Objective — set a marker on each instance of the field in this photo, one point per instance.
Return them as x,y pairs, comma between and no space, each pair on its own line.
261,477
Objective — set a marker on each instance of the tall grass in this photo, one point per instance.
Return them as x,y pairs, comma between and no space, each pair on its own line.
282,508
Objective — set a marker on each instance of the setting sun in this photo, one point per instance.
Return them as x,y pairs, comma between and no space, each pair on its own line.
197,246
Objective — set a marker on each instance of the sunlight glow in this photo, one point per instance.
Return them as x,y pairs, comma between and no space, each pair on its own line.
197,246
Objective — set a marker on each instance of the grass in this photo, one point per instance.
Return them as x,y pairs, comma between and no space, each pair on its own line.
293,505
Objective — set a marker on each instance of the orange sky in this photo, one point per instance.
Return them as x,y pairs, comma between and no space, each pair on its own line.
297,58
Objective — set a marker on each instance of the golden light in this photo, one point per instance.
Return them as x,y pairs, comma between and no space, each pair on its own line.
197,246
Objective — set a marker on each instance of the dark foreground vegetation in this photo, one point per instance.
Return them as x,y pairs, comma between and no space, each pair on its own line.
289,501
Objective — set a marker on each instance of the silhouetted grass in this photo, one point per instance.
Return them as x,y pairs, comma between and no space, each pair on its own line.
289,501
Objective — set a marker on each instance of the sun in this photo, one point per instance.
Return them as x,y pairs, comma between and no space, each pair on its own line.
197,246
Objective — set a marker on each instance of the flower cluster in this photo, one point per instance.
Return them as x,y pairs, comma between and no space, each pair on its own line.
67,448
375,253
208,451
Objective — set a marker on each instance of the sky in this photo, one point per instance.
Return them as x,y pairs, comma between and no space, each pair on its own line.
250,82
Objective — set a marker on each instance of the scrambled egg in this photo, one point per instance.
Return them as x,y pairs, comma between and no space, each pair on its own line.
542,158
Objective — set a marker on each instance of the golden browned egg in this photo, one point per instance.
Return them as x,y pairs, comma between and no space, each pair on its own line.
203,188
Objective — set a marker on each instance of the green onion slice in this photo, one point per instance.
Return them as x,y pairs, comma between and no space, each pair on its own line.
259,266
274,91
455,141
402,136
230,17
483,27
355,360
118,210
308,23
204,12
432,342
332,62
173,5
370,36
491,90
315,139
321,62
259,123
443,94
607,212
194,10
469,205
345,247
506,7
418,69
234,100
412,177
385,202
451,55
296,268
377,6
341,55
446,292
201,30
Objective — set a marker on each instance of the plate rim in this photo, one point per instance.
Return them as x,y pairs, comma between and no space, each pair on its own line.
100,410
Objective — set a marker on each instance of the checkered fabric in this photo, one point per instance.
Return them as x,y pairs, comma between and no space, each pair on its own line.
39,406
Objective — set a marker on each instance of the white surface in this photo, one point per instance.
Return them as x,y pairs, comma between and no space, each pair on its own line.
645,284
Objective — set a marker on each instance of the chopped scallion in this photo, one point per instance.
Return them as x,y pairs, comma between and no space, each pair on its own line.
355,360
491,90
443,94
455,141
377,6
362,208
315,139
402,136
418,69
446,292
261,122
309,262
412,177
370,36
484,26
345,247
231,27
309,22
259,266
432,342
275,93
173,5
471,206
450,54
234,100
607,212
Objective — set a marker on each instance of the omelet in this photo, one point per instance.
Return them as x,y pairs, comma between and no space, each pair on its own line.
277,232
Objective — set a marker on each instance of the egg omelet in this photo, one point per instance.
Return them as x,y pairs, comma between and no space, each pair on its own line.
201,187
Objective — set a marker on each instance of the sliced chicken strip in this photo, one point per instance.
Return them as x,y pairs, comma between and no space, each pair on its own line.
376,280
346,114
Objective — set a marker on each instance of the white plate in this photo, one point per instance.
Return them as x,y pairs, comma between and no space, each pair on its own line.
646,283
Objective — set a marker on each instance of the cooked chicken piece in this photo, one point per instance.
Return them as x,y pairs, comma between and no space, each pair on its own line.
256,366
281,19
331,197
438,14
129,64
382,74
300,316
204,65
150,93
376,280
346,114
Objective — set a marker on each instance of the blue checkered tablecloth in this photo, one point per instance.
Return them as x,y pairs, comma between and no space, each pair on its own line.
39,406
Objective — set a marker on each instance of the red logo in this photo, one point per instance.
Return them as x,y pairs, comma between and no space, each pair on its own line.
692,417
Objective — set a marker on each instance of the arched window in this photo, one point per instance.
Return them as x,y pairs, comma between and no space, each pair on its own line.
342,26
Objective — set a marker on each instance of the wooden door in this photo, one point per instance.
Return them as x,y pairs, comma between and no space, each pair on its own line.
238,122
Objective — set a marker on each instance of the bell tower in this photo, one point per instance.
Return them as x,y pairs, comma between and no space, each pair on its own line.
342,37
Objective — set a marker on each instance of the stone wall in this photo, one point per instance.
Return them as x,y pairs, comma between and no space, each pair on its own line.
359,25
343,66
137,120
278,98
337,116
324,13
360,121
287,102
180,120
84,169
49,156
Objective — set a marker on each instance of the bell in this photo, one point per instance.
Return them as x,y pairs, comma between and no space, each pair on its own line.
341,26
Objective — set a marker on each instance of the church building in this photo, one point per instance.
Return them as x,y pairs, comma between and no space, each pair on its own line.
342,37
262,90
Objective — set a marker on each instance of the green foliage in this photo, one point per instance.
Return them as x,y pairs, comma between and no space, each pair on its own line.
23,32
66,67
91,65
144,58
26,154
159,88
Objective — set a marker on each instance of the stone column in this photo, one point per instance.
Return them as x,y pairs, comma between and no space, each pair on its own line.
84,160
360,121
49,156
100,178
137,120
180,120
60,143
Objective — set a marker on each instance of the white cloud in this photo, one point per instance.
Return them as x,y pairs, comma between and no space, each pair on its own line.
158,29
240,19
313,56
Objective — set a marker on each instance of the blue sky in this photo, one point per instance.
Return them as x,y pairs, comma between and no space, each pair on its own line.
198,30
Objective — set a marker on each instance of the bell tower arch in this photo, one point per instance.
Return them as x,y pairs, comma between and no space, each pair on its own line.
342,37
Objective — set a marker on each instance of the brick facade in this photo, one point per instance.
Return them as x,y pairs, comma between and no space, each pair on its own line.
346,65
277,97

* * * * * * * * *

■ WHAT TO DO ■
Only the lines from the one that contains "the blue sky" through the last line should be repeated, each exactly as it stands, with both ends included.

■ EXPECTED ANSWER ■
Objective — set a marker on each instance of the blue sky in this photo, one point per instance.
Return them as x,y pairs, comma between and no space, each pair on its own line.
198,30
Objective — set a marker on each instance of the bell tower arch in this photo, one point per instance.
Return them as x,y pairs, comma between and no space, each pair on its own line.
342,37
Objective — set a marker on each instance of the brick facade in this photo, one point per instance.
Return them as x,y pairs, comma between and no space, each pair on its own line.
346,65
277,97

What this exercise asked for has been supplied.